--- START ---

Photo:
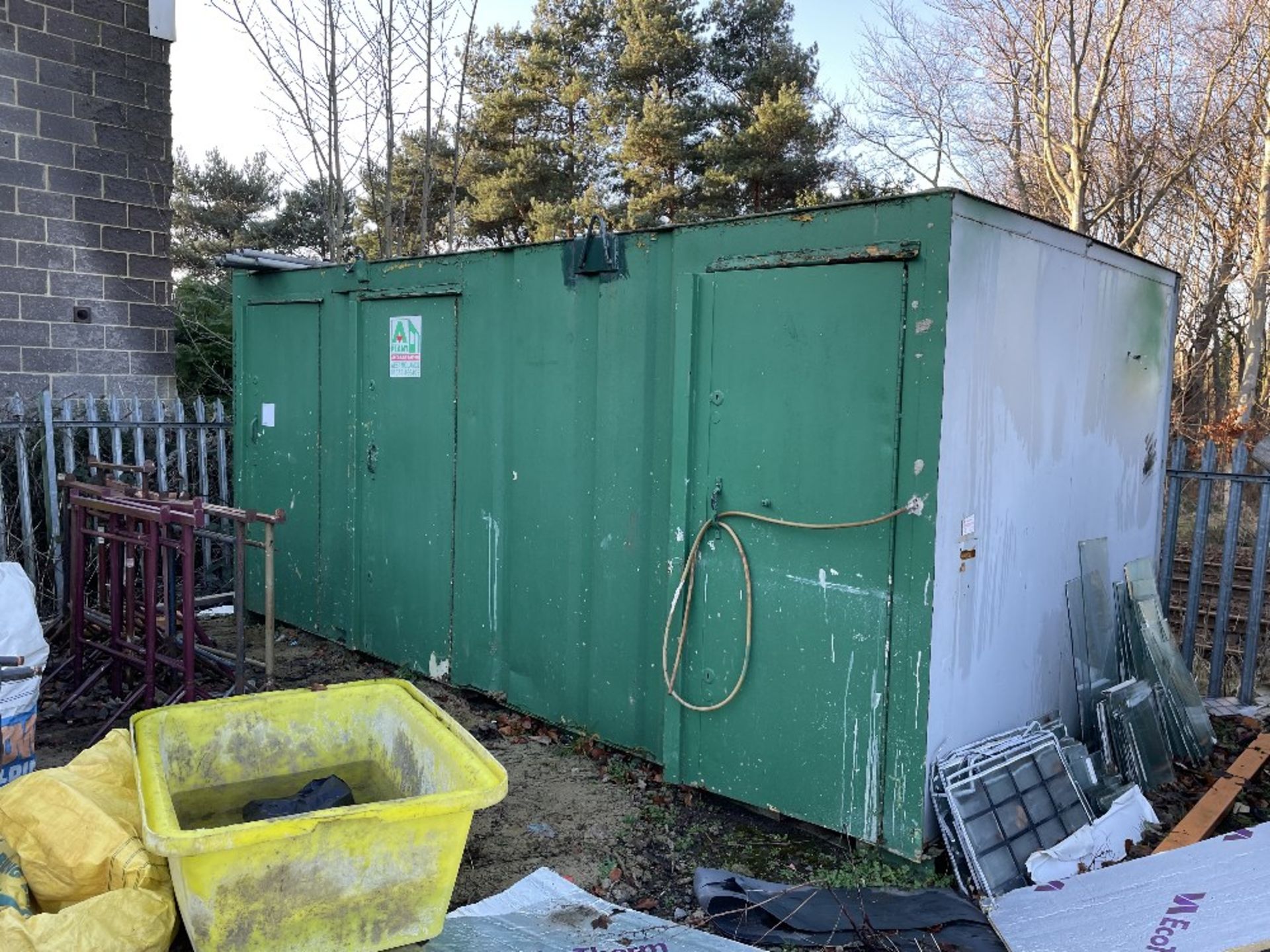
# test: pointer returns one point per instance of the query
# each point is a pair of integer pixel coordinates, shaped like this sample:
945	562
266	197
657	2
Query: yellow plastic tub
368	876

--- END ---

WHAT THE TASK REQUIRES:
Place every line of the items above into a Markdown table with the columns "No." and "Text". Give one row per line, omit any blank lines, and leave the pictures out.

EXERCISE OUTPUT:
| No. | Text |
|---|---|
| 1 | Photo: |
| 2 | # test: pointer returns one point per instance of the query |
| 3 | # each point is a pair of integer pixel coordinates, shaped like this sample: |
| 4 | 945	562 |
| 5 | 266	197 |
| 6 | 657	2 |
| 7 | Query: yellow plastic tub |
| 8 | 368	876 |